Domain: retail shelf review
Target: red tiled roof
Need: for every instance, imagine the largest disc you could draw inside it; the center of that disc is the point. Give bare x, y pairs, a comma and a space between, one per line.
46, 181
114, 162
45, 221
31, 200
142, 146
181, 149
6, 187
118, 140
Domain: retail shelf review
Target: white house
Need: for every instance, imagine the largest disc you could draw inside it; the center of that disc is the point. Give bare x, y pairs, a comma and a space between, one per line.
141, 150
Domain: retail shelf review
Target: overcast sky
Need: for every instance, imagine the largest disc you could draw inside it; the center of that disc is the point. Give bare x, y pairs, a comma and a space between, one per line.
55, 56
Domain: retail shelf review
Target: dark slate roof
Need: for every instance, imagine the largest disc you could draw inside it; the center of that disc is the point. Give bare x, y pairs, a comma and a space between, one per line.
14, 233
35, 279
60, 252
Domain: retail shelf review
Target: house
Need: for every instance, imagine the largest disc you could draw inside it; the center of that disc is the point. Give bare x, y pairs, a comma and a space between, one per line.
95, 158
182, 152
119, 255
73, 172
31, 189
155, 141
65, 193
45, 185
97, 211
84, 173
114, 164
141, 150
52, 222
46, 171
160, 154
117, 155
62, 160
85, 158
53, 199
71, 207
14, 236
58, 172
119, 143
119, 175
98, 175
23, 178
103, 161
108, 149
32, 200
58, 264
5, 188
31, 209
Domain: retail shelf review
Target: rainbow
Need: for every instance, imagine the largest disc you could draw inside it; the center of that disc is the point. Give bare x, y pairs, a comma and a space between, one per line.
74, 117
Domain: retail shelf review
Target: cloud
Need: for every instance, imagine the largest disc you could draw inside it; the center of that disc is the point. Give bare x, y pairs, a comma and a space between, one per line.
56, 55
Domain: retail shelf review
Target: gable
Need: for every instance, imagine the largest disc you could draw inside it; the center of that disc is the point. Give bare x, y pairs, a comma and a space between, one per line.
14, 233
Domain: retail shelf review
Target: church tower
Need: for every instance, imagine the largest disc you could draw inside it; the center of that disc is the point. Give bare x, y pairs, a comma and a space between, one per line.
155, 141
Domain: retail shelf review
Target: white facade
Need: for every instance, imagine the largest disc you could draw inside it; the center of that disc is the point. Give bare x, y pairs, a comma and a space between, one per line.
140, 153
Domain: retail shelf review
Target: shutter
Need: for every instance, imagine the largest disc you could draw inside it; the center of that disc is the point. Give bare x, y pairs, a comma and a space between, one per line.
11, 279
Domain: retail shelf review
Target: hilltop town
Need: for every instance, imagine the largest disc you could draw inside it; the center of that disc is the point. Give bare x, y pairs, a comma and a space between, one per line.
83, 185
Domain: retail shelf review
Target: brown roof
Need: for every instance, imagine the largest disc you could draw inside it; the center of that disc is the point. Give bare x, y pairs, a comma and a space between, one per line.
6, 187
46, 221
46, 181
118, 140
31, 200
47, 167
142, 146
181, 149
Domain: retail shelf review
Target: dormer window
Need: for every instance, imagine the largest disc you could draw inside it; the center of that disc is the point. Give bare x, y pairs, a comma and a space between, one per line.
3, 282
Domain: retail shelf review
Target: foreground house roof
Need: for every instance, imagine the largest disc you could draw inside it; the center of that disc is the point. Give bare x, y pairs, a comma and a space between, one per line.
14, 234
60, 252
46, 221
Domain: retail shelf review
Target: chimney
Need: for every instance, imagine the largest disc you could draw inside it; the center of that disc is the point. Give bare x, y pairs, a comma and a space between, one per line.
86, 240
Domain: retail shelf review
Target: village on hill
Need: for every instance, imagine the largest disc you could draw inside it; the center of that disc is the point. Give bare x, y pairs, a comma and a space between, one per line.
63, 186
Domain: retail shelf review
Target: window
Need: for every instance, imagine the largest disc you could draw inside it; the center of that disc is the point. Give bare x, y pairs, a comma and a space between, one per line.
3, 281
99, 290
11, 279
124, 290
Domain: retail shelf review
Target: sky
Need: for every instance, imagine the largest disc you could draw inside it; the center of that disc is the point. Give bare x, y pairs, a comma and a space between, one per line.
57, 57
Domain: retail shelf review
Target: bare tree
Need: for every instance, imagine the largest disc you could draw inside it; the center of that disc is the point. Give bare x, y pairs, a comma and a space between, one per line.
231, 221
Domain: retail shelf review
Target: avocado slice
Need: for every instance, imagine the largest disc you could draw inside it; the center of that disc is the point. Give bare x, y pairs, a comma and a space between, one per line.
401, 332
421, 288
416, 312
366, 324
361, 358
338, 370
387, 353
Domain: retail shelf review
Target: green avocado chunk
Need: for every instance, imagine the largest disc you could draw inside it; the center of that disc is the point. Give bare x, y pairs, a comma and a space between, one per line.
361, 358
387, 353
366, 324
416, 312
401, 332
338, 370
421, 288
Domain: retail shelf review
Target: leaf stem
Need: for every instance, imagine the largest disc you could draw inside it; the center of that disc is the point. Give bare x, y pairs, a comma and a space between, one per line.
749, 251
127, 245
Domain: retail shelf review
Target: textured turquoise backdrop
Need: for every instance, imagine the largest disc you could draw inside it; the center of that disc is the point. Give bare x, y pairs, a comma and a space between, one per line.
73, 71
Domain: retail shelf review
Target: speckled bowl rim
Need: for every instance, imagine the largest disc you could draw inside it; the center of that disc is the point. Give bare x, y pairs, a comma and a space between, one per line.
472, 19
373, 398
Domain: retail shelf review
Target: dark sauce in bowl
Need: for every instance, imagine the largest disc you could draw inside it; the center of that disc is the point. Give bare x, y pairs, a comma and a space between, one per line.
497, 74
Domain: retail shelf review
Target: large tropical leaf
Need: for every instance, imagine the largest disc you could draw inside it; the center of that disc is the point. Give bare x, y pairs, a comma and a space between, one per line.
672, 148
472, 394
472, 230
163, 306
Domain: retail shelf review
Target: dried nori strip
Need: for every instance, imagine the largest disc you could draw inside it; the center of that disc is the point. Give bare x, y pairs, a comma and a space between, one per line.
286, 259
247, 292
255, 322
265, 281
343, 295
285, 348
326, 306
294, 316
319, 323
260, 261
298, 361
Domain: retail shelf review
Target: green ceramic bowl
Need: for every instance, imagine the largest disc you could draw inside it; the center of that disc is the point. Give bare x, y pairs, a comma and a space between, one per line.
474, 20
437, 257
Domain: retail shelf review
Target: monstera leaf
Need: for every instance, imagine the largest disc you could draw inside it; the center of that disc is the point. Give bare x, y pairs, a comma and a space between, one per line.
※
◆ What is required ◆
The answer must hold exactly the lines of the entries above, from the first line through the line that contains "Target: gable", and no others.

◆ Task result ◆
Domain: retail shelf review
Target: red tiled roof
Need: for every instance, imagine the largest disc you could draw inside it; the center of that disc is the point. Give bare x, y pairs, a comma and a space between, one per line.
46, 181
114, 162
45, 221
31, 200
142, 146
181, 149
6, 187
118, 140
Domain: retail shelf review
Target: white house
Need: for every instance, imagine the largest disc you could draw inside it; the center of that disc is the point. Give bare x, y pairs, a comma and a space between, one per line.
141, 150
Domain: retail shelf review
Target: overcast sky
Need: for every instance, imagine the largest disc you could draw inside it; the center of that disc is the point. Give bare x, y pairs, a comma and a space between, one per line.
55, 56
Domain: retail shelf review
Target: dark slate roof
Need: for every instance, imagine the largest disc you could draw inside it; the center of that disc is the point. Give bare x, y pairs, a comma and a space between, one per line.
14, 233
35, 279
60, 252
Domain: retail shelf review
Target: house
Need: for every instance, imagine the largest disc you could draw inside it; the center of that disc is the point. Give bare x, y pairs, a comma and a space between, one per line.
95, 158
182, 152
119, 255
73, 172
31, 189
155, 141
65, 193
45, 185
97, 211
84, 173
114, 164
141, 150
52, 222
46, 171
160, 154
117, 155
62, 160
85, 158
53, 199
71, 207
14, 236
58, 172
119, 143
119, 175
98, 175
23, 178
103, 161
108, 149
32, 200
58, 264
5, 188
31, 209
Domain: retail shelf review
Target: rainbow
Need: for every instance, imagine the largest disc you could draw inside it; the center of that disc is the point. Give bare x, y pairs, a comma and a space between, one per line.
74, 117
Domain: retail shelf review
Target: cloud
Need: for every instance, imagine the largest disc you could draw inside it; the center of that disc is the point. Give bare x, y pairs, a comma and a space between, one per line.
56, 55
Domain: retail shelf review
Target: gable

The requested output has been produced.